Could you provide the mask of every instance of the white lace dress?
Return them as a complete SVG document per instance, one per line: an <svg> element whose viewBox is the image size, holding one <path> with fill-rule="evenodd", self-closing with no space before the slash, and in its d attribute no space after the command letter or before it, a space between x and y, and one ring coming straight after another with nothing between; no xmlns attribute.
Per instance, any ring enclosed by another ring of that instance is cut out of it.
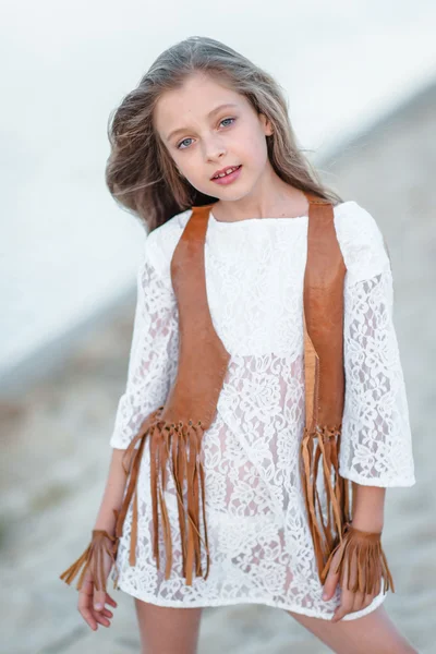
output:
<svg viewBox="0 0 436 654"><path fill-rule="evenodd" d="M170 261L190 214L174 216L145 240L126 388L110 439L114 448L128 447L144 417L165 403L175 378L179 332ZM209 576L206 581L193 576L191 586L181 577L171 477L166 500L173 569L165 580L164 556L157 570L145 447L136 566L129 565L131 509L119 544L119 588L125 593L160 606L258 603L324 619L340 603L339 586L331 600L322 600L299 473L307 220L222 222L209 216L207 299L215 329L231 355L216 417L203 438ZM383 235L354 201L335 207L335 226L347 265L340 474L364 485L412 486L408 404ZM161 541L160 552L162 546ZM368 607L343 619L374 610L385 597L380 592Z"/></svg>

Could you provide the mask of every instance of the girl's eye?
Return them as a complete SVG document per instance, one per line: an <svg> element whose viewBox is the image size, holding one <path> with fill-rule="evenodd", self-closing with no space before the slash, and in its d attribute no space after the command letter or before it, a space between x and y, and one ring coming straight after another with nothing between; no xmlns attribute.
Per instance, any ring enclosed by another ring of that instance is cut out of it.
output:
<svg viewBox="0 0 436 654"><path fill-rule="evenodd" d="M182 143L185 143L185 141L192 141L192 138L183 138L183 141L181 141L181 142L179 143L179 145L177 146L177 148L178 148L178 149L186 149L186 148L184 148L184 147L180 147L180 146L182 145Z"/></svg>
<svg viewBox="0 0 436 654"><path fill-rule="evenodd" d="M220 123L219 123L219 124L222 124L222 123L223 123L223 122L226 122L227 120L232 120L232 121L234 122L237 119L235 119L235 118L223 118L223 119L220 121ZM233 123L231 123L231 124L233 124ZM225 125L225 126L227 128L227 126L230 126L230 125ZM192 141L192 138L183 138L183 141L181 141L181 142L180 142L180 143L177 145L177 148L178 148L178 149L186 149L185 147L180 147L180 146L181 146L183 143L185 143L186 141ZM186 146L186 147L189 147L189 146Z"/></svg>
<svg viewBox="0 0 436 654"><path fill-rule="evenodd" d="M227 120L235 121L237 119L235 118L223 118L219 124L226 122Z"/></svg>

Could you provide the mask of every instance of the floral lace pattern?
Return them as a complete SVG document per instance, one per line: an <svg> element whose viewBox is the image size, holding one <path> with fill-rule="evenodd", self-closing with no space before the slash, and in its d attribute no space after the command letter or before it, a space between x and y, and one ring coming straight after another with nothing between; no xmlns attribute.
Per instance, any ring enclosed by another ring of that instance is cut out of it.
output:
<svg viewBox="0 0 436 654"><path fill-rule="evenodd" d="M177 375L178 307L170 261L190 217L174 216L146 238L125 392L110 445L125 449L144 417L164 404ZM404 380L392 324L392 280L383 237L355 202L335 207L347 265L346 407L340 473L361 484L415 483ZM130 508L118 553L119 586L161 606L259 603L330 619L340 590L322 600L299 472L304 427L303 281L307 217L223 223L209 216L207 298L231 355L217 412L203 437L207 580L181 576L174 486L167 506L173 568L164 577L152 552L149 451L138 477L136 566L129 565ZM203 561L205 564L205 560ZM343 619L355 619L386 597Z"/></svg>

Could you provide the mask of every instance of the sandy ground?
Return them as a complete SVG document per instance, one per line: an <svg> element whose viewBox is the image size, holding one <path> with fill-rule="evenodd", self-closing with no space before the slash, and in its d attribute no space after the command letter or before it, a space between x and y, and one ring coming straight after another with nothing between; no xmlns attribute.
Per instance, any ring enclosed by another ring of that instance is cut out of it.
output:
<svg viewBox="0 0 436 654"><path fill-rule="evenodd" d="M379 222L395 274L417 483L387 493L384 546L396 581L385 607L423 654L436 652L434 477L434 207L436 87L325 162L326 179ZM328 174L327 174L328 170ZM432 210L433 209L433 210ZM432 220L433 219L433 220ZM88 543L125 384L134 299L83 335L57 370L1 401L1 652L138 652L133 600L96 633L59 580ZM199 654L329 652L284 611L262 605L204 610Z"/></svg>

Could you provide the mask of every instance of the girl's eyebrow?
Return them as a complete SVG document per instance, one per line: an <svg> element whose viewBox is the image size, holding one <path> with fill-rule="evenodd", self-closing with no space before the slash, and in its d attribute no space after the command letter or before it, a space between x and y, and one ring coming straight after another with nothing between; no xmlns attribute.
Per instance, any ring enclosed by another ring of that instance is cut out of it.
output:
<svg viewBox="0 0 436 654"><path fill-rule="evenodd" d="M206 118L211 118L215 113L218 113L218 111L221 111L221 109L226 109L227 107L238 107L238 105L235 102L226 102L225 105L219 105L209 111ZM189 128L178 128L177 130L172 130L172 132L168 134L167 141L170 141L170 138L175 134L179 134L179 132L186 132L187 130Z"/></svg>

▸ **Exercise instructions**:
Copy out the material above word for word, from the line containing "the girl's eye?" through the line containing "120L235 121L237 119L235", keeping both of those lines.

▸ **Completed exercise**:
Could you provide the mask of every instance of the girl's eye?
Return them as a complete SVG document per instance, one per line: an <svg> element whose viewBox is the image size, holding one <path> with fill-rule="evenodd", self-closing with no space before the slash, and in its d attribute no space after the command letter or before it, a space between x and y, and one ring coming straight after another with nothing between; no xmlns attribute.
Per instance, any ring enclosed by another ring of that instance is cut out of it.
output:
<svg viewBox="0 0 436 654"><path fill-rule="evenodd" d="M182 143L185 143L185 141L192 141L192 138L183 138L183 141L181 141L181 142L179 143L179 145L177 146L177 148L178 148L178 149L186 149L186 148L184 148L184 147L180 147L180 146L182 145Z"/></svg>
<svg viewBox="0 0 436 654"><path fill-rule="evenodd" d="M220 123L219 123L219 124L222 124L222 123L223 123L223 122L226 122L227 120L232 120L232 121L234 122L237 119L235 119L235 118L223 118L223 119L220 121ZM233 123L231 123L231 124L233 124ZM225 125L225 126L227 128L227 126L230 126L230 125ZM192 141L192 138L183 138L183 141L181 141L181 142L180 142L180 143L177 145L177 148L178 148L178 149L186 149L185 147L180 147L180 146L181 146L183 143L185 143L186 141ZM186 146L186 147L189 147L189 146Z"/></svg>
<svg viewBox="0 0 436 654"><path fill-rule="evenodd" d="M227 120L235 121L237 119L235 118L223 118L219 124L226 122Z"/></svg>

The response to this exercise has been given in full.